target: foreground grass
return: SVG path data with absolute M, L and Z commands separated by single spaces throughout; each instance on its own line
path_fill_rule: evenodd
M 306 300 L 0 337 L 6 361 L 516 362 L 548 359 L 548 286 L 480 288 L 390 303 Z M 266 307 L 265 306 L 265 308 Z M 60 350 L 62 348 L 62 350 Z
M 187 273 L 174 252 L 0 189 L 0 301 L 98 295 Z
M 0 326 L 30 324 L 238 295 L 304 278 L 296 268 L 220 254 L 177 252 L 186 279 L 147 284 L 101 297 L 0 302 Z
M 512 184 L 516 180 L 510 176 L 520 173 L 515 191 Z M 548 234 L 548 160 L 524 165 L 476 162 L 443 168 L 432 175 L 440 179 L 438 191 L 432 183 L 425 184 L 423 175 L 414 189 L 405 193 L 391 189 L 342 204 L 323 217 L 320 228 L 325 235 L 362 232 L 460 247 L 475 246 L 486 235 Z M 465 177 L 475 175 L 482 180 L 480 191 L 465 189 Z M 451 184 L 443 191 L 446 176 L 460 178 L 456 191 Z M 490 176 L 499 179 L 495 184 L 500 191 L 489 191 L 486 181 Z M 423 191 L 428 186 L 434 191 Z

Problem requirements :: Please reproduce the material in full, swapping "evenodd" for "nonzero" and leaving everything else unchanged.

Solution ::
target: foreground grass
return: SVG path data with absolute M, L and Z commands separated by single spaces throughout; each instance on its own line
path_fill_rule: nonzero
M 306 300 L 0 337 L 6 361 L 516 362 L 548 359 L 548 286 L 480 288 L 390 303 Z M 266 307 L 265 306 L 265 308 Z M 60 350 L 62 348 L 62 350 Z
M 187 273 L 174 252 L 0 189 L 0 301 L 98 295 Z
M 0 326 L 30 324 L 238 295 L 304 278 L 296 268 L 220 254 L 177 252 L 186 279 L 147 284 L 101 297 L 0 302 Z
M 512 184 L 516 180 L 510 176 L 520 173 L 515 191 Z M 548 234 L 548 160 L 524 165 L 476 162 L 443 168 L 432 175 L 440 179 L 438 191 L 432 183 L 425 184 L 423 175 L 414 189 L 405 193 L 391 189 L 342 204 L 323 217 L 320 228 L 325 235 L 362 232 L 460 247 L 475 246 L 486 235 Z M 465 177 L 475 175 L 482 180 L 480 191 L 465 189 Z M 451 184 L 443 191 L 446 176 L 460 178 L 456 191 Z M 490 176 L 499 179 L 495 184 L 500 191 L 489 191 L 486 181 Z M 423 191 L 428 186 L 434 191 Z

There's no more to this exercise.